Provided text
This is Part 2 of a series – click here to read other Parts!
In the previous article, we introduced the questions this series will address, laying out a Roadmap to Recovery:
What lessons have you personally learned from the COVID-19 Pandemic Era?
What have we learned as a global human family, and what do we need to learn?
Why is it important?
What do we do about it?
And in the interest of answering these questions, we introduced the big-picture terminology we’ll rely on as the boundaries and compass on our Roadmap:
From Pandemic Era to Recovery Era
From Greater Resignation to Greater Reengagement and Reimagination
Moving On with Business-as-Usual to Moving Through with Transitional Ceremonies
What does it look like to take on these initiatives and questions? I’ll be providing several concrete answers in upcoming articles. These have been guided by many observations, conversations, research, and my community pandemic recovery work. And they’ve also been guided significantly by my reading of history.
The COVID-19 pandemic was unprecedented in so many ways. But, as I mentioned in the previous article, it does fit into a larger category of worldwide communal traumatic experiences. And, for better or worse, we have been through those before. I’ve been especially struck by the parallels and lessons from recent precedents, which we’ll explore in this article:
The 1918-1920 Pandemic and Post-WW1 Crisis: how to fail at recovery
The Post-WW2 Crisis: how to succeed at recovery
And even more so than these sweeping historical narratives, our own personal narratives – including our own experiences with trauma – can inform our perspective on what we need to learn from the past. We’ll explore one of my own experiences in the next article as well:
Loss in the Time of COVID: the lingering pain of obstructed grief, and how to redeem it
These three examples each offer their own insights on the questions and roadmap outlined at the beginning of the article. Each offers a powerful lens through which we can look at our task at hand of Recovery, Reengagement, Reimagination, and Moving Through. As you read through what I’m learning, I invite you to reflect on what you can learn from histories you know yourself, and from your own intimate stories. And I invite you to share that wisdom, as I hope to share some here...

Extracted data
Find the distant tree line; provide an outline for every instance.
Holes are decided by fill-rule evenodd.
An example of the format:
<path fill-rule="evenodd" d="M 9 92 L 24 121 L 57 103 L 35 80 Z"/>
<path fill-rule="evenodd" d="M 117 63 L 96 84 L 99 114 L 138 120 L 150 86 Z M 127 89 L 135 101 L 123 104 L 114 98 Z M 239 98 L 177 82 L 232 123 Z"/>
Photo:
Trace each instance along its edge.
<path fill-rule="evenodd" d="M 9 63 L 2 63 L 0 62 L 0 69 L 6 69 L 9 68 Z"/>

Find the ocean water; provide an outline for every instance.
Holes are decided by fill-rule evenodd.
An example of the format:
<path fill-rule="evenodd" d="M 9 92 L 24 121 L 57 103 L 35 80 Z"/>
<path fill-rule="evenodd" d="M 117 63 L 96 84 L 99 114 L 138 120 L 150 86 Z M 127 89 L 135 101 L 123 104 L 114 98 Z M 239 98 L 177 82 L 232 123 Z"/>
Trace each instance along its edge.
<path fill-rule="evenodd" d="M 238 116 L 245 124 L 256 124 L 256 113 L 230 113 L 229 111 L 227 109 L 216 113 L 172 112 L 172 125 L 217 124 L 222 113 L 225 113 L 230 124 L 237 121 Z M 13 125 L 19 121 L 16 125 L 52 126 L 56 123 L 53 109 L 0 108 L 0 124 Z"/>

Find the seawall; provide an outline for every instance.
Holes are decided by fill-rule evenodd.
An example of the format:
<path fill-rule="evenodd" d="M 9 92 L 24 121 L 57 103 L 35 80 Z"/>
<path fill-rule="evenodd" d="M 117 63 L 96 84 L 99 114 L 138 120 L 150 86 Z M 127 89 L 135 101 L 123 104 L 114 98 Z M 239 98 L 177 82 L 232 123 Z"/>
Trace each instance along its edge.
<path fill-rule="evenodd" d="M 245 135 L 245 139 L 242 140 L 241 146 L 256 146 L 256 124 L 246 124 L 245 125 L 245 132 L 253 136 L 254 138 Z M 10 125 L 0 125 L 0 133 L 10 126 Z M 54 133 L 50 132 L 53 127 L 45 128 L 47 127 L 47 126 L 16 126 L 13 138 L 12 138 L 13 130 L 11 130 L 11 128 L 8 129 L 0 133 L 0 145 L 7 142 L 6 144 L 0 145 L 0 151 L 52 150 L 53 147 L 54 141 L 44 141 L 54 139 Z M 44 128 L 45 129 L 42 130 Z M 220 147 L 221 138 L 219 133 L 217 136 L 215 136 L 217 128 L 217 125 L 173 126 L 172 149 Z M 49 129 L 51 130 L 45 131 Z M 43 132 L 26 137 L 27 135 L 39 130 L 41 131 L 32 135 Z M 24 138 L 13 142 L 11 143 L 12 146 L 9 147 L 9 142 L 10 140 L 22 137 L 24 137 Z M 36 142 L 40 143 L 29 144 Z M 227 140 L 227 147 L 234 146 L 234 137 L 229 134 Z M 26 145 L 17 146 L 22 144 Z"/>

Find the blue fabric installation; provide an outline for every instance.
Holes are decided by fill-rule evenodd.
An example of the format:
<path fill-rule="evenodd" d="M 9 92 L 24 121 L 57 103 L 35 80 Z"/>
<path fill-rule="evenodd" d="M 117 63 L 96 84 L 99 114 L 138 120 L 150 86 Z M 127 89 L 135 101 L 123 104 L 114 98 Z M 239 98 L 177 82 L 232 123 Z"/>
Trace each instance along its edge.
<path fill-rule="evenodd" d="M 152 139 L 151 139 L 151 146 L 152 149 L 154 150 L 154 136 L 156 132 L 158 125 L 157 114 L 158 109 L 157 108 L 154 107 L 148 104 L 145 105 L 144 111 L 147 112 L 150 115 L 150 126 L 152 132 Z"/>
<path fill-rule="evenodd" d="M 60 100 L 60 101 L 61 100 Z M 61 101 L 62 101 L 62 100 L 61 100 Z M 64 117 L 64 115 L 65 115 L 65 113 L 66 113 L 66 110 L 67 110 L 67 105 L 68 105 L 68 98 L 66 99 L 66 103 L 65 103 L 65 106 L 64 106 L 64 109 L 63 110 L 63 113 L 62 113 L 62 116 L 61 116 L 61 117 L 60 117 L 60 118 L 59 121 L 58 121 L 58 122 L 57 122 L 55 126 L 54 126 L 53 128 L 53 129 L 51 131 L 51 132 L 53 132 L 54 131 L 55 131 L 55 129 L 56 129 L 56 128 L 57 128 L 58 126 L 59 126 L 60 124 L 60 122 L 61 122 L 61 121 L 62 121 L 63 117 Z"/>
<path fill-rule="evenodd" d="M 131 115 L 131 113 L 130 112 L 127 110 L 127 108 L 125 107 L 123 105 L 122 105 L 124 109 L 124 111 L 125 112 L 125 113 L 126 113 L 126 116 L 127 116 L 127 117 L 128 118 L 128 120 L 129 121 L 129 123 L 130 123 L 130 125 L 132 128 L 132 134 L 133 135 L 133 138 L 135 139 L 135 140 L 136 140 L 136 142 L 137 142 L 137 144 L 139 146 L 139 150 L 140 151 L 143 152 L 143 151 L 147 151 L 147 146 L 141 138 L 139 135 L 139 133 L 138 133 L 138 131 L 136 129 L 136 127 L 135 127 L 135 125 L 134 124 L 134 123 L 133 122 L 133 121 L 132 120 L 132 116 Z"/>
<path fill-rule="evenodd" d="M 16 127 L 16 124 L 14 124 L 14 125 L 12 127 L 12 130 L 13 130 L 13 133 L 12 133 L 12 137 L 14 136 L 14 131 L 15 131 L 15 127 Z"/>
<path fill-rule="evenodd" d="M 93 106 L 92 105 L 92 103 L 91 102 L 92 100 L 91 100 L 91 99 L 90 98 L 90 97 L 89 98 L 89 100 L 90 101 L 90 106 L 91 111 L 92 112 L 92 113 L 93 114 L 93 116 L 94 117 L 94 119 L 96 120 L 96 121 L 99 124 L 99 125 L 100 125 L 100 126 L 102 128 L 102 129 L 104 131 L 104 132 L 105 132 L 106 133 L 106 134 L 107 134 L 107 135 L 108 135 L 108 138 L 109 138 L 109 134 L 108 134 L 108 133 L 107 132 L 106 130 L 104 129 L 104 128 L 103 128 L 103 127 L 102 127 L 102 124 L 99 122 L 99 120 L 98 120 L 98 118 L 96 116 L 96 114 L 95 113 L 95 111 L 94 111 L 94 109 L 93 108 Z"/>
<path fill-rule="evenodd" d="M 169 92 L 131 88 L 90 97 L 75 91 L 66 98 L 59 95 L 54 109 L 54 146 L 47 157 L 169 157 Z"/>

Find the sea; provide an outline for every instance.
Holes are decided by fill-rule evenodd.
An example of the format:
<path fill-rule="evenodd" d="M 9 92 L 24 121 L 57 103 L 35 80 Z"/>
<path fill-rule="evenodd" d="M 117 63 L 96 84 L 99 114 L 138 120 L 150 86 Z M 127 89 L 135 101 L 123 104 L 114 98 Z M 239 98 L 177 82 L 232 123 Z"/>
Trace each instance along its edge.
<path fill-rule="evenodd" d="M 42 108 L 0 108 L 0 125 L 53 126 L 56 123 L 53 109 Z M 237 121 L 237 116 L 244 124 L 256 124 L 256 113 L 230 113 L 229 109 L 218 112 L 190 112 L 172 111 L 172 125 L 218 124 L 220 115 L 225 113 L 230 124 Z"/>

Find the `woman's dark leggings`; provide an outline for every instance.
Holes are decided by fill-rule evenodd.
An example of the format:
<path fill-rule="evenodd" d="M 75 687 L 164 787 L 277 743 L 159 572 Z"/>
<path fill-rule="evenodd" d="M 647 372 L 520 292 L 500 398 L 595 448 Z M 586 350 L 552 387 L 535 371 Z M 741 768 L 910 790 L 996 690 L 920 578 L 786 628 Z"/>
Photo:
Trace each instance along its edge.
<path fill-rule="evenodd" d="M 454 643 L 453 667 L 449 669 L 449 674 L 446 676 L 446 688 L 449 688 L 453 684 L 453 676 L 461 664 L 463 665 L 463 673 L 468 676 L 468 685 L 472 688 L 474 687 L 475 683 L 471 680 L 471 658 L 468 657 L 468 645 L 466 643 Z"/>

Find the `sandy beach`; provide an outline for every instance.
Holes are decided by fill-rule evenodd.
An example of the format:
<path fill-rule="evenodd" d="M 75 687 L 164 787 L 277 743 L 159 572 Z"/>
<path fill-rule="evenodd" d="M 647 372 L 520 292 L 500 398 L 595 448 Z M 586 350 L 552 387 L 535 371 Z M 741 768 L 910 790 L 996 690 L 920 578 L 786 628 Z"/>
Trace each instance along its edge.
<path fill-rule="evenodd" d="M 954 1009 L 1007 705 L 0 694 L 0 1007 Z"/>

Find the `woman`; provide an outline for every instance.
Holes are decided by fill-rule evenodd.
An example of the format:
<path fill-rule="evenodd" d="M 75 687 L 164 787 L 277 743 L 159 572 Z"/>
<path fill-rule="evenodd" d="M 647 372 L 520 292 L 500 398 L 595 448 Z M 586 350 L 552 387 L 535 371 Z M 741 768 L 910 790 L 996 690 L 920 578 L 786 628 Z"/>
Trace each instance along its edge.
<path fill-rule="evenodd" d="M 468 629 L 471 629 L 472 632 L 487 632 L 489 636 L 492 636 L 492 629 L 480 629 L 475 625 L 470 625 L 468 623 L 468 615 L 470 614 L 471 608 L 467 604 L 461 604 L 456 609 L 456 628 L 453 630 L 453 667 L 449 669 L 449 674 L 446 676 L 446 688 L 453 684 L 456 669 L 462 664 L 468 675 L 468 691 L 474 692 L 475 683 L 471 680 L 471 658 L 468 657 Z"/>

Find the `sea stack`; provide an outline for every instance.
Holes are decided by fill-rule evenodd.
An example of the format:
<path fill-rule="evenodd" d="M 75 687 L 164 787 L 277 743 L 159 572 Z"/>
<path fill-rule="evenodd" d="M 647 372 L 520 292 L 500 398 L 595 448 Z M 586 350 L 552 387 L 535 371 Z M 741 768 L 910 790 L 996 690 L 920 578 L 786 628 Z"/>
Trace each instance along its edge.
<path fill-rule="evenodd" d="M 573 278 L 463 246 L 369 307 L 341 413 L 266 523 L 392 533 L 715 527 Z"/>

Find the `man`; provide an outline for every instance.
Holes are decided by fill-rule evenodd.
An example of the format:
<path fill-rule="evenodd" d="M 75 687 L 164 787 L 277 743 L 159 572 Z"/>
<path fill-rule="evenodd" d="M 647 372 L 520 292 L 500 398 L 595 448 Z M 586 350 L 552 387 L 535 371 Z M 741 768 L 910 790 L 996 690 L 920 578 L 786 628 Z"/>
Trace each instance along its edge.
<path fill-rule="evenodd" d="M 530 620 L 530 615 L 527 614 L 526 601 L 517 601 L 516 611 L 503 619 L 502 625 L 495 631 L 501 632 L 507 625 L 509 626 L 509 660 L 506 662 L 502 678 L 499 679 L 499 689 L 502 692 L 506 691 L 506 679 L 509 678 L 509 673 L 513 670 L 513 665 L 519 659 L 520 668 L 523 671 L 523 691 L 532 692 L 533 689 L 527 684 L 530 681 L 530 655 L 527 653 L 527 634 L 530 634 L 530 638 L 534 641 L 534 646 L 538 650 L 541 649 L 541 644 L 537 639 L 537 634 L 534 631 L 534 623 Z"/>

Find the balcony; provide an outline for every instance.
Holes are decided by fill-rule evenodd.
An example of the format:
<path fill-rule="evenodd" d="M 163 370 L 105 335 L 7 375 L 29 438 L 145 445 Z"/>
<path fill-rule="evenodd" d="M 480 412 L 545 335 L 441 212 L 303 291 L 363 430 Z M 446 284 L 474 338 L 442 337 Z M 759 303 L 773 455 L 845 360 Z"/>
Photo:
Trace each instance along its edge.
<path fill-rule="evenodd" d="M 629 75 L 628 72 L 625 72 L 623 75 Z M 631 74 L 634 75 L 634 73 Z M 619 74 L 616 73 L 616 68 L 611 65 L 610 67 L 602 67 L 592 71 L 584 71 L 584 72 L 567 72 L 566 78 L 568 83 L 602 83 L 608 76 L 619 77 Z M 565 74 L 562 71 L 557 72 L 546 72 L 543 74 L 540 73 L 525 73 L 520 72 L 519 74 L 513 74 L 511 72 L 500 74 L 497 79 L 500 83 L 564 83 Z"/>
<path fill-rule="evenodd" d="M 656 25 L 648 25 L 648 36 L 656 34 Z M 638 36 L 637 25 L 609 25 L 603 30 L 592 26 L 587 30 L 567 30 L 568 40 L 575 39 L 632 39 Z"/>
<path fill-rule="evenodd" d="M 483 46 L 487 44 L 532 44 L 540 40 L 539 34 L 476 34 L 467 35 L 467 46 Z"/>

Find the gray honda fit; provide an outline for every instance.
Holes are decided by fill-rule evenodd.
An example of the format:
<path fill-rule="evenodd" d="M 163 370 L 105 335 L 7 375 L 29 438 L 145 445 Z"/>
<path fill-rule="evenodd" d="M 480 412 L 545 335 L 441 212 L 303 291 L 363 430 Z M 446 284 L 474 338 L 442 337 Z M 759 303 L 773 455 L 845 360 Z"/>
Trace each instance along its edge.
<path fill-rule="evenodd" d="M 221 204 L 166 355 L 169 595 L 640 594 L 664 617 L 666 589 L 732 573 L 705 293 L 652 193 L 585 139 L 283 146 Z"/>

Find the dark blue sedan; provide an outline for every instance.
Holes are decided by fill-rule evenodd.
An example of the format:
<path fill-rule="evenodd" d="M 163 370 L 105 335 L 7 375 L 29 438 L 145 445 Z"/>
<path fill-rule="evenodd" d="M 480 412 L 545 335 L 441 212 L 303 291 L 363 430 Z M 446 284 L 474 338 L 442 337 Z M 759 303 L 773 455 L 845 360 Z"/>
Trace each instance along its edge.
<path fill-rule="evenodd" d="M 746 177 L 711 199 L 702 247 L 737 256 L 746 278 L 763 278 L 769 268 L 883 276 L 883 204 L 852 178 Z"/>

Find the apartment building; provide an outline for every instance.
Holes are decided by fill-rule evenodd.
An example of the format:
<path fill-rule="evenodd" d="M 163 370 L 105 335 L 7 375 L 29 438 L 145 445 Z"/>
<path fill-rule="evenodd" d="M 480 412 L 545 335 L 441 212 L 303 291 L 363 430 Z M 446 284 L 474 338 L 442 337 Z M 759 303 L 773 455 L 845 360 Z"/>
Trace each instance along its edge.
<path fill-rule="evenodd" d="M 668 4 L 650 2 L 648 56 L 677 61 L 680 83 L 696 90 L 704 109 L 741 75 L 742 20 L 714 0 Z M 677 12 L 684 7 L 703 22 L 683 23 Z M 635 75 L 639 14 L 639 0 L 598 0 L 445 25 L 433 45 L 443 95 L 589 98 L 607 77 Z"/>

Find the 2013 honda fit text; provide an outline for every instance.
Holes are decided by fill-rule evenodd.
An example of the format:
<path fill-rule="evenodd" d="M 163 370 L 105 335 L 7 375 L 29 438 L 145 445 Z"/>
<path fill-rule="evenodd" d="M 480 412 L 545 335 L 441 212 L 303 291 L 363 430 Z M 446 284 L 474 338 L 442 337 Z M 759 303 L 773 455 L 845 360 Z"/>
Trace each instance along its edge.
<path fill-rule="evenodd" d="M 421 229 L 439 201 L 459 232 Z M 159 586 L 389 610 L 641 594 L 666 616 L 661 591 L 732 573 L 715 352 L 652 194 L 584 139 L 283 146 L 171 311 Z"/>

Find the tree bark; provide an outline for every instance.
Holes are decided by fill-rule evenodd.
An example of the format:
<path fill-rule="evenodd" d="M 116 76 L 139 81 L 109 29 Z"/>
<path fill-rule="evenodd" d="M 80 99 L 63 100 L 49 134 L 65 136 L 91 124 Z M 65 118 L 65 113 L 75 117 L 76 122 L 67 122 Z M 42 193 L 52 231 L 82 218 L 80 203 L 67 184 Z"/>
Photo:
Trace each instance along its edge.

Aim of the exercise
Continue the article on lessons for pandemic recovery, starting after its final sentence. The listing has nothing to do with the pandemic recovery article.

Answer to the problem
The 1918-1920 Pandemic & Post-WW1 Crisis: How to Fail at Recovery
The last COVID-scale pandemic lasted from approximately February 1918 to April 1920, as the world struggled with a strain of the influenza virus, typically misnamed the “Spanish flu.” This coincided with the end of the First World War:
the final Armistice (or ceasefire) between the Allies and Germany was signed on 11 Nov. 1918,
the Treaty of Versailles (officially ending the war) was signed on 28 Jun. 1919, and
the Paris Peace Conference (further negotiations) concluded on 21 Jan. 1920.[2,3,4]
It’s generally estimated that as many as 50 million from the disease and WW1 together, 15-25 million people per catastrophe. To say the least, the duration of the war was horrific, the end was protracted, the overlap with the virus was tragic, and the lack of public health systems to accommodate victims of either calamity was glaring. Considering these daunting facts, we may be prone to let our forebears off the hook for how they responded. How did they respond? By almost every measure, badly. To focus on the actions in which the U.S. was involved:
For the eight months from the Armistice until the Treaty of Versailles, the Allies (Americans, British, French, etc.) blockaded German ports, effectively killing hundreds of thousands of people with starvation and disease.
Then in the Treaty and Conference process, the Allies extracted punitive reparations from Germany, drastically more than the defeated empire was capable of paying (the final payment wasn’t made until 2010, 90 years later).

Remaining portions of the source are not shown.